## Selected text:
It might be worthwhile putting Plato’s contempt for democracy into context. He was in his early twenties when democratic Athens was disastrously defeated by Sparta, whose social system bore a strong resemblance to Plato’s ideal republic. There followed the short-lived government of the “Thirty Tyrants”, [many of whom were personal friends of Socrates], who conducted a bloody purge of their opponents. After the overthrow of the Thirty Tyrants, it was a jury of citizens in a restored democracy which condemned Socrates to death – it has never been clear why: no other philosopher ever suffered such a fate. The "Republic" must have been written after the death of Socrates, and in reaction to it.
      To return to Plato's analogy of a ship without an experienced navigator; he suggests that this will lead to the appearance of several alleged experts, offering radically different advice of what to do. Now the whole principle of democracy, as advocated by such writers as Rousseau and Mill, is that the public are intelligent enough to distinguish between good advice and bad advice, between the honest men and the charlatans. Plato, having observed the Athenian assembly of his day, is not convinced: he thinks the citizens are fickle and ill-informed, liable to fall prey to demagogues who make wild and irresponsible promises which then cannot be fulfilled. The notion that the people cannot be relied on to make sensible judgments has been the grounds ever since for attacking democracy and defending dictatorship and censorship. It is usually heard on the political Right. 

Plato’s system remains the only valid alternative to democratic government; namely, rule by experts, carefully selected and trained to be people not only of the highest ability, but also of the highest integrity, motivated purely by desire to serve the public good, without personal greed or ambition.  Could such a system ever be implemented? And if so, what would life under it be like?

        In Plato’s day, it was not impossible that a group of philosophers might have run a city-state on these lines. It would probably need to be small, and isolated from the outside world. (Plato had in mind the city-states of contemporary Greece, with only a few thousand citizens, and he never discusses international trade at all). Between 388 and 361 BC Plato made three visits to the court of Dionysus, tyrant of Syracuse in Sicily, attempting to educate his heir, Dionysus II, but completely failed to turn the young man into a Guardian. The Spartan system, which had attracted Plato, went into irreversible decline not long after its victory over Athens. Within a century, the coming of the empire of Alexander the Great, and later that of Rome, made all city-states obsolete.  In the nineteenth century various attempts were made to set up communities in the wilds of America, whose people would be motivated by brotherly love rather than individual gain, but few lasted any length of time; usually foundering on the rock of competing egos.

## Stored data:
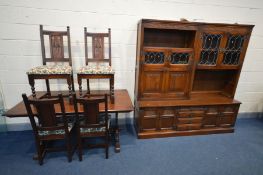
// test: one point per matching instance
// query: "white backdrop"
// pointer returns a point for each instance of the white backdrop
(20, 42)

## Task requirements:
**1.** Answer these questions using the passage on Plato, one line each.
(a) Which city defeated democratic Athens when Plato was in his early twenties?
(b) On which side of politics is the notion that the people cannot be relied on to make sensible judgments usually heard?
(c) How many visits did Plato make to the court of Dionysus between 388 and 361 BC?
**2.** Quote the passage on Plato from "Plato’s system remains" up to and including "it be like?".

## Expected results:
**1.**
(a) Sparta
(b) The political Right
(c) Three

**2.**
Plato’s system remains the only valid alternative to democratic government; namely, rule by experts, carefully selected and trained to be people not only of the highest ability, but also of the highest integrity, motivated purely by desire to serve the public good, without personal greed or ambition.  Could such a system ever be implemented? And if so, what would life under it be like?